#### MATERIAL FOR THIS TASK ####
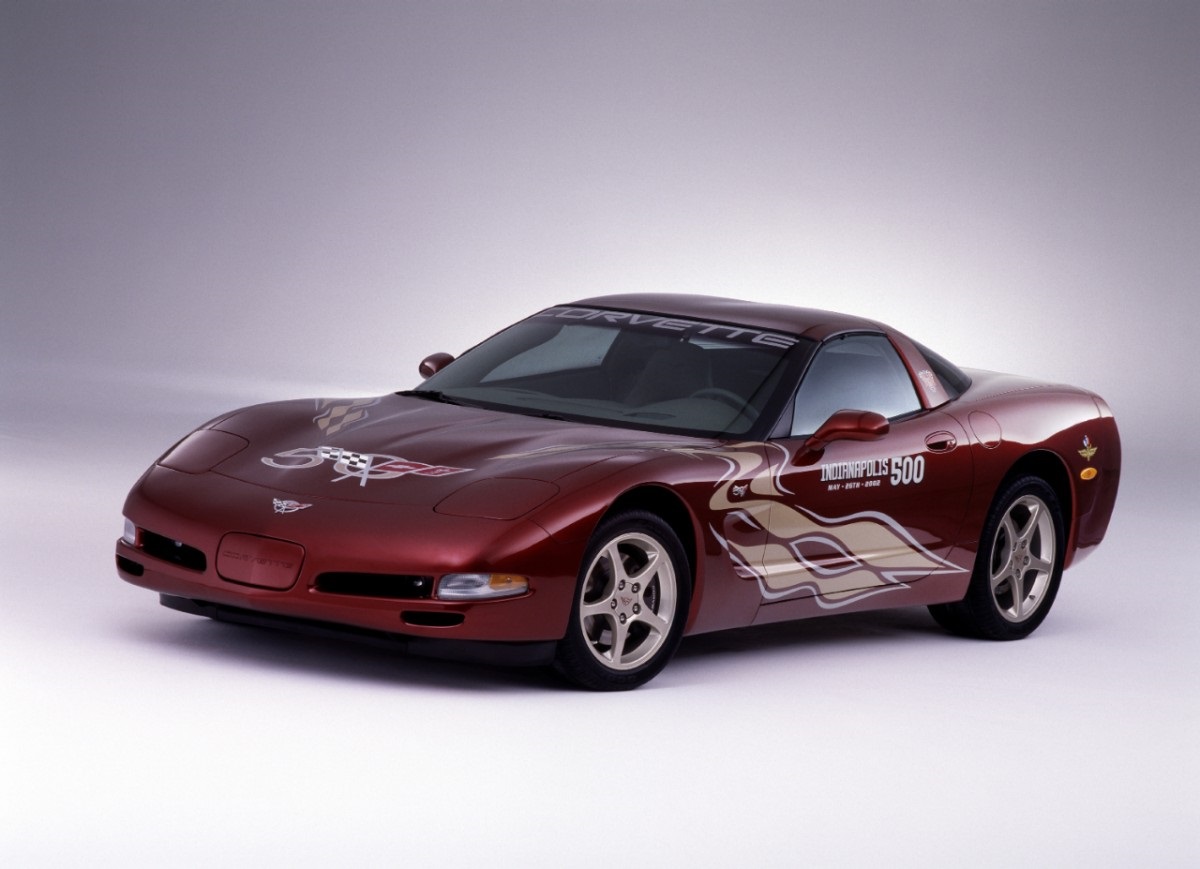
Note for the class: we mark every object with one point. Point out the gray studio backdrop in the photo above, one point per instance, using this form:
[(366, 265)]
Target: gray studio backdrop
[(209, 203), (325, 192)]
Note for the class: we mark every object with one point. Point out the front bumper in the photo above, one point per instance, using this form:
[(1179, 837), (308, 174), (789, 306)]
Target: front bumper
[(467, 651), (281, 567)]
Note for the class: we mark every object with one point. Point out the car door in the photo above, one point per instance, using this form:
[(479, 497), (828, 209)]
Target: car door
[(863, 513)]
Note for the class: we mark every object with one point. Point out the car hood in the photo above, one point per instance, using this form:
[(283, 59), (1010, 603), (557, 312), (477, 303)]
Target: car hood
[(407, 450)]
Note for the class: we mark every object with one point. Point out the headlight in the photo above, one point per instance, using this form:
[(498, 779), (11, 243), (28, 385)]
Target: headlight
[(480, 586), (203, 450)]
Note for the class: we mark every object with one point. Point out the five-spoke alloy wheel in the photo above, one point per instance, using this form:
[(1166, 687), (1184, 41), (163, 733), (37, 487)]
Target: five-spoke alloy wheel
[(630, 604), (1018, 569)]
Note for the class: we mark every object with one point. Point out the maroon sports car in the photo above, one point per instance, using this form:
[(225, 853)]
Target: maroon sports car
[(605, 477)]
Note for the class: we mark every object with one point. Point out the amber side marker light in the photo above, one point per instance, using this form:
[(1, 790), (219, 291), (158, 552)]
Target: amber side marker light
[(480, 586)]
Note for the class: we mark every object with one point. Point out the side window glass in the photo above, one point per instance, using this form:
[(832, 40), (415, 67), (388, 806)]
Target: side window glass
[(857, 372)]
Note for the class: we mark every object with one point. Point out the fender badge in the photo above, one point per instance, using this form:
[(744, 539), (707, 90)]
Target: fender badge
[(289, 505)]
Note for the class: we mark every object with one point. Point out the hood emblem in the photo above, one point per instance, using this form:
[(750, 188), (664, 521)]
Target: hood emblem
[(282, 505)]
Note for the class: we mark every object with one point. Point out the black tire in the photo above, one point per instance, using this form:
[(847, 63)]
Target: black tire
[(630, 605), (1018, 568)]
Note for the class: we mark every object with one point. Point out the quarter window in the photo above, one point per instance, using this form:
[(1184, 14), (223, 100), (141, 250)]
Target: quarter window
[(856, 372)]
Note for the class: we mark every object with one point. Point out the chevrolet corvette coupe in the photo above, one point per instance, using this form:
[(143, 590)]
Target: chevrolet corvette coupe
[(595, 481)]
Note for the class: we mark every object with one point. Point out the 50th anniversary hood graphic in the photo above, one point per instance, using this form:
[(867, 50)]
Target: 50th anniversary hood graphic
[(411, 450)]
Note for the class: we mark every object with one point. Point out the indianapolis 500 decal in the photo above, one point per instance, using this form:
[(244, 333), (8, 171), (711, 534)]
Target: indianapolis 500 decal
####
:: EXERCISE DETAILS ::
Look back at the entries above. Retype the line with "[(1179, 837), (308, 174), (789, 306)]", the line with "the car hood", and all lines in between.

:: ANSWER ::
[(1179, 837), (308, 174), (789, 306)]
Target: front bumper
[(467, 651), (281, 567)]
Note for the class: we mark every object with one point. Point out the car door in the photo above, one point per instance, using this form:
[(479, 497), (828, 209)]
Target: car door
[(863, 513)]
Note for the class: we mark every object with one point. Point out the car hood in the photo above, one point per instance, using this form:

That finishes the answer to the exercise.